* Task goal *
Below are records to return verbatim; the pictures are to be dropped.

★ ★ ★ ★ ★ ★ ★

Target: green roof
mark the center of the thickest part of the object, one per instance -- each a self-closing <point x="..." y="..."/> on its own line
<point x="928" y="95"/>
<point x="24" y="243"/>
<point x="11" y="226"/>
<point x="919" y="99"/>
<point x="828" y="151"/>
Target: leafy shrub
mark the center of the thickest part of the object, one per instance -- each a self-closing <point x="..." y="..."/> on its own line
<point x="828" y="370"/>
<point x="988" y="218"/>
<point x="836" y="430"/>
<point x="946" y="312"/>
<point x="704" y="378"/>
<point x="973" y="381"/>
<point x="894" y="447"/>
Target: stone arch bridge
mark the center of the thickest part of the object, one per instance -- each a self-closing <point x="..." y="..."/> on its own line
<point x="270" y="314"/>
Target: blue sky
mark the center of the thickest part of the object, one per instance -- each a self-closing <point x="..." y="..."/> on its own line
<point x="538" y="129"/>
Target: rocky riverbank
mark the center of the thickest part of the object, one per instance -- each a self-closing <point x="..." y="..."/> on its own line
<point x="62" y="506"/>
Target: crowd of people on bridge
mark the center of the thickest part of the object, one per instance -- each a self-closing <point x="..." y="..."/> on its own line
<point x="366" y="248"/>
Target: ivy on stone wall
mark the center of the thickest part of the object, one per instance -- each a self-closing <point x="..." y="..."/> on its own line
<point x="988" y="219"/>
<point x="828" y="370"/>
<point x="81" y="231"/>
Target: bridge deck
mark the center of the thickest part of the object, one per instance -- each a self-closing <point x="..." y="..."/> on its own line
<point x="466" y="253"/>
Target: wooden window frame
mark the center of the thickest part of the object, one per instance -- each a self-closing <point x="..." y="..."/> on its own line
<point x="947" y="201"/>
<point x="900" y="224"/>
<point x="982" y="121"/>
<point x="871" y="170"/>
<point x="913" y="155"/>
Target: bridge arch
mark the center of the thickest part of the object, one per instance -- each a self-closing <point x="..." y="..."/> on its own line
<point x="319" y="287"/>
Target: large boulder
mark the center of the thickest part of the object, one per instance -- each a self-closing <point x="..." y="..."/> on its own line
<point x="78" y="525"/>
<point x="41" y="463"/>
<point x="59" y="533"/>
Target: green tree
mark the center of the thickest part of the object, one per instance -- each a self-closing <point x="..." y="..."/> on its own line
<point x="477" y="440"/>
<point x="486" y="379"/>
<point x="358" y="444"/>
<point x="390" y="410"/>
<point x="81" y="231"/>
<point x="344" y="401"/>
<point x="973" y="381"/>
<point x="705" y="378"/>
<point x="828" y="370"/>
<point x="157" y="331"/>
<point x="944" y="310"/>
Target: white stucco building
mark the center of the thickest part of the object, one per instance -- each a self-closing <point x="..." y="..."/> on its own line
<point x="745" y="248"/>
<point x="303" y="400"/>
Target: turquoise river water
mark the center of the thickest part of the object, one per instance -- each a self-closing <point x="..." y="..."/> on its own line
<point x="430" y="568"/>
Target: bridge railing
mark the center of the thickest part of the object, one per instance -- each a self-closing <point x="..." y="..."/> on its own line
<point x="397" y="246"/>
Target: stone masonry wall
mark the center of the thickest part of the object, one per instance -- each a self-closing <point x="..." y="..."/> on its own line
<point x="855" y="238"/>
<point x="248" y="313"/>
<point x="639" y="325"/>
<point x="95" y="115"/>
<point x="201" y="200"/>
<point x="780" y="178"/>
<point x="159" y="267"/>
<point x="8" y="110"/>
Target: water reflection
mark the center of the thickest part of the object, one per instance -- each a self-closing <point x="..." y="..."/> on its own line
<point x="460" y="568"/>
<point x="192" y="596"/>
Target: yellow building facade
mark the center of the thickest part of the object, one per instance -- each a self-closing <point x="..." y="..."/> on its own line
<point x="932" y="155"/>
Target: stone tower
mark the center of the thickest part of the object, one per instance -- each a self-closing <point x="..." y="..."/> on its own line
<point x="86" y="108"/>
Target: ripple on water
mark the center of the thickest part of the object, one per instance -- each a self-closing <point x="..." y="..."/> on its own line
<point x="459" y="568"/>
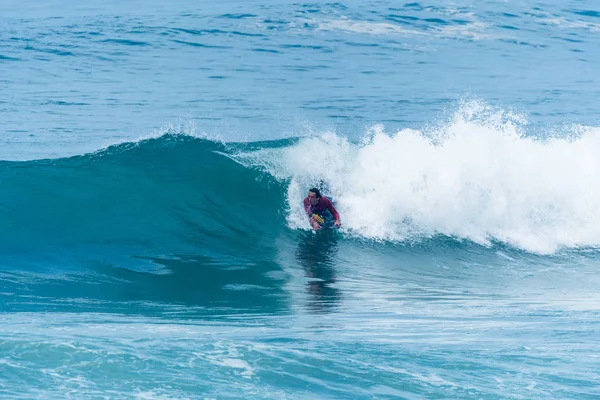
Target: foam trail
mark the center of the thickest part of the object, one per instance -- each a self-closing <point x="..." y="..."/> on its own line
<point x="477" y="177"/>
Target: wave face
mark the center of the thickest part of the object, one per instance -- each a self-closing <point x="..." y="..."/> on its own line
<point x="478" y="177"/>
<point x="169" y="194"/>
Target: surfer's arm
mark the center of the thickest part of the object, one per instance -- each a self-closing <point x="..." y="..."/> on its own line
<point x="307" y="208"/>
<point x="333" y="212"/>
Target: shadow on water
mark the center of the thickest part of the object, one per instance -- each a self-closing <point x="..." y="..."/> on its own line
<point x="316" y="254"/>
<point x="191" y="286"/>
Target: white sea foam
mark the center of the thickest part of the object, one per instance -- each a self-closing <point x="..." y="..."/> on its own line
<point x="476" y="177"/>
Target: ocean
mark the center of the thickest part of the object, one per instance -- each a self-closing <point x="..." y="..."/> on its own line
<point x="154" y="157"/>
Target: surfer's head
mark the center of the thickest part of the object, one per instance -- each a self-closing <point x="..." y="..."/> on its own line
<point x="314" y="195"/>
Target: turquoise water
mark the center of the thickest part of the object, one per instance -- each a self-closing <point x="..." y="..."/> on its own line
<point x="154" y="160"/>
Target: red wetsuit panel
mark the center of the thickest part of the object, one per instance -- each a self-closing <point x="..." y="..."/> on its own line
<point x="323" y="204"/>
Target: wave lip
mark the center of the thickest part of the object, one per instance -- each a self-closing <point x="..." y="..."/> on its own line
<point x="480" y="176"/>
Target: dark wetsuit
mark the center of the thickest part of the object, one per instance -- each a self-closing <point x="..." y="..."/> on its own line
<point x="320" y="208"/>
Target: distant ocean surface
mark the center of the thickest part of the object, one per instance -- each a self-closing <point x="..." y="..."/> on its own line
<point x="153" y="161"/>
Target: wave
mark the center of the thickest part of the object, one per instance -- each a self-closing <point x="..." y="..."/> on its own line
<point x="478" y="177"/>
<point x="170" y="193"/>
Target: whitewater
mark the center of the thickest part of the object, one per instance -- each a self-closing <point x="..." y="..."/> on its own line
<point x="154" y="159"/>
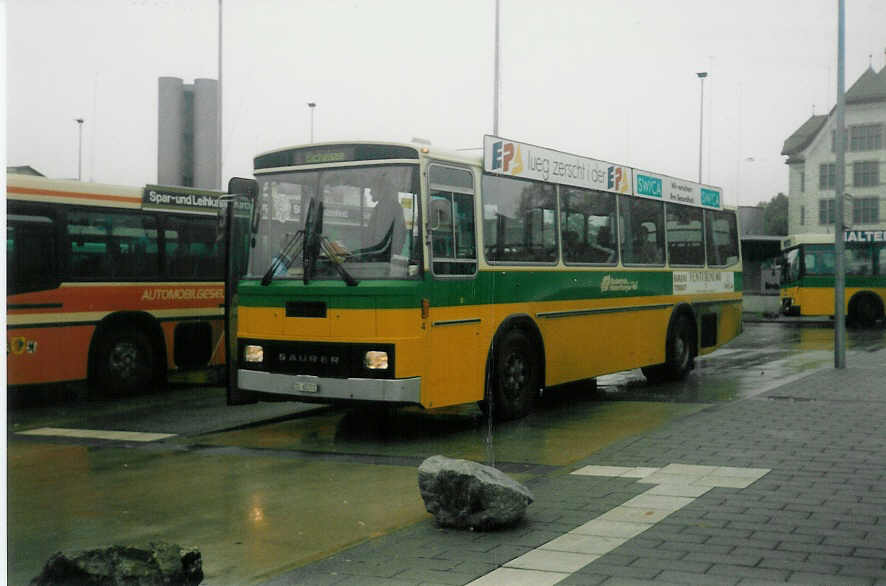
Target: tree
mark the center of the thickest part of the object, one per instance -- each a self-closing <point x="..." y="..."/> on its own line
<point x="775" y="215"/>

★ ★ ★ ★ ★ ★ ★

* Output for this exercise *
Target: green roof
mark the center of the thickest part of the object, one per instance -- each a self-closing <point x="..." y="..."/> on its own line
<point x="928" y="95"/>
<point x="24" y="243"/>
<point x="11" y="226"/>
<point x="919" y="99"/>
<point x="828" y="151"/>
Target: leafy shrub
mark the center of the thickest part of the object, one per instance -- each a self-closing <point x="..." y="..."/> on its own line
<point x="828" y="370"/>
<point x="988" y="218"/>
<point x="836" y="430"/>
<point x="946" y="312"/>
<point x="704" y="378"/>
<point x="973" y="381"/>
<point x="894" y="447"/>
Target: stone arch bridge
mark the center of the thickest part of the object, one per instance -- each a self-closing <point x="..." y="..."/> on its own line
<point x="270" y="314"/>
Target: blue sky
mark the center of the thickest part of the object, one per instance -- each a self-closing <point x="..." y="..."/> on its own line
<point x="538" y="129"/>
Target: rocky riverbank
mark the center of the thickest part of the object, one per instance -- each a self-closing <point x="..." y="..."/> on its own line
<point x="62" y="506"/>
Target: crowd of people on bridge
mark the center of the thickest part of the object, one per instance -- each a self-closing <point x="..." y="..."/> on its own line
<point x="366" y="248"/>
Target: ivy on stone wall
mark the center of the thickest part of the object, one per instance -- each a self-closing <point x="..." y="..."/> on its own line
<point x="988" y="219"/>
<point x="828" y="370"/>
<point x="81" y="231"/>
Target: bridge deck
mark the center of the thickest part of the object, one per instance -- each a self-closing <point x="..." y="..."/> on its own line
<point x="466" y="253"/>
Target: wooden window frame
mark the center of the thickest part of the object, one per instance -- each a self-closing <point x="..." y="..."/> on its own line
<point x="947" y="201"/>
<point x="900" y="224"/>
<point x="982" y="121"/>
<point x="871" y="170"/>
<point x="913" y="155"/>
Target: bridge arch
mark the center of the thickest part of the object, one per instance -- each a self-closing <point x="..." y="..."/> on its own line
<point x="319" y="287"/>
Target: large boulder
mark the center of the thickest part of the object, one per instance -- each a self-closing <point x="..." y="..."/> on its own line
<point x="78" y="525"/>
<point x="41" y="463"/>
<point x="59" y="533"/>
Target: green tree
mark the center of the thickest part of the object, one per instance -- each a self-closing <point x="..." y="..."/> on its own line
<point x="477" y="440"/>
<point x="486" y="379"/>
<point x="358" y="444"/>
<point x="390" y="410"/>
<point x="81" y="231"/>
<point x="344" y="401"/>
<point x="973" y="381"/>
<point x="705" y="378"/>
<point x="828" y="370"/>
<point x="157" y="331"/>
<point x="944" y="310"/>
Target: white stucco building
mark the center of the thickest part of the object, one per instance -- each a self-closing <point x="..." y="..."/> on its own line
<point x="745" y="248"/>
<point x="303" y="400"/>
Target: turquoise river water
mark the center of the thickest part of the object, one per instance -- each a self-closing <point x="..." y="..."/> on its own line
<point x="430" y="568"/>
Target: bridge railing
mark the center of the thickest part of the object, one per instance -- each a self-closing <point x="..." y="..."/> on its own line
<point x="397" y="246"/>
Target: stone masonry wall
mark the center of the thickest part of the object, one per instance -- each a self-closing <point x="..." y="..."/> on its own line
<point x="855" y="238"/>
<point x="248" y="313"/>
<point x="639" y="325"/>
<point x="95" y="115"/>
<point x="201" y="200"/>
<point x="780" y="178"/>
<point x="159" y="267"/>
<point x="8" y="110"/>
Target: water reflection
mark the center of the thickest part of the object, one per instance -- each a self-closing <point x="..." y="..."/> on its own line
<point x="460" y="568"/>
<point x="192" y="596"/>
Target: yellow building facade
mark the center of the thickest part of the object, one per instance -- each a self-closing <point x="..." y="..."/> on its own line
<point x="932" y="155"/>
Target: stone tower
mark the center of the thickest part of the object, one per instance -- each a self-closing <point x="..." y="..."/> on its own line
<point x="86" y="108"/>
Target: ripple on water
mark the center of the thickest part of the object, one per instance -- each a self-closing <point x="..." y="..."/> on its own line
<point x="459" y="568"/>
Target: foam trail
mark the center of the thickest part of the object, one per instance -- each a self-closing <point x="..." y="..."/> on its own line
<point x="477" y="177"/>
Target: wave face
mark the center of the thickest part of the object, one per instance -- each a self-closing <point x="..." y="..."/> on its own line
<point x="478" y="177"/>
<point x="169" y="194"/>
Target: surfer's arm
mark the center of the thickest part of the object, one per instance -- each a self-closing <point x="..." y="..."/> on its own line
<point x="307" y="208"/>
<point x="333" y="212"/>
Target: shadow on water
mark the center of the thickest part of the object, one per instance -- each a self-closing <point x="..." y="..."/> on its own line
<point x="316" y="254"/>
<point x="191" y="286"/>
Target: white sea foam
mark the center of the thickest part of the object, one per instance -- each a self-closing <point x="..." y="..."/> on its own line
<point x="476" y="177"/>
Target: ocean
mark the center of the thickest part of the object, one per instance -- each a self-closing <point x="..." y="..."/> on its own line
<point x="154" y="157"/>
Target: surfer's head
mark the center of the thickest part of the object, one per instance -- each a self-closing <point x="..." y="..."/> on its own line
<point x="314" y="195"/>
Target: turquoise water
mark the center of the thickest part of the object, one per instance -- each a self-closing <point x="..." y="..."/> on its own line
<point x="154" y="160"/>
Target: red wetsuit panel
mark the center of the thickest part of the object, one per instance -- each a self-closing <point x="..." y="..."/> on its own line
<point x="323" y="204"/>
Target: wave lip
mark the center of the thickest part of the object, one per instance -- each a self-closing <point x="..." y="..."/> on its own line
<point x="480" y="176"/>
Target: dark wetsuit
mark the center of the thickest part of the object, one per instance -- each a self-closing <point x="..." y="..."/> on its own line
<point x="320" y="208"/>
Target: distant ocean surface
mark the center of the thickest part of the object, one per instance -- each a self-closing <point x="..." y="..."/> on its own line
<point x="153" y="161"/>
Target: wave
mark the center of the thickest part of the object, one per instance -- each a self-closing <point x="..." y="..."/> on its own line
<point x="478" y="177"/>
<point x="170" y="193"/>
Target: whitewater
mark the center of the thickest part of the object, one per instance -- each a self-closing <point x="..." y="..."/> on its own line
<point x="154" y="159"/>
Target: tree
mark the center of the thickest part of the object, one per instance -- each a self-closing <point x="..." y="..."/> on its own line
<point x="775" y="215"/>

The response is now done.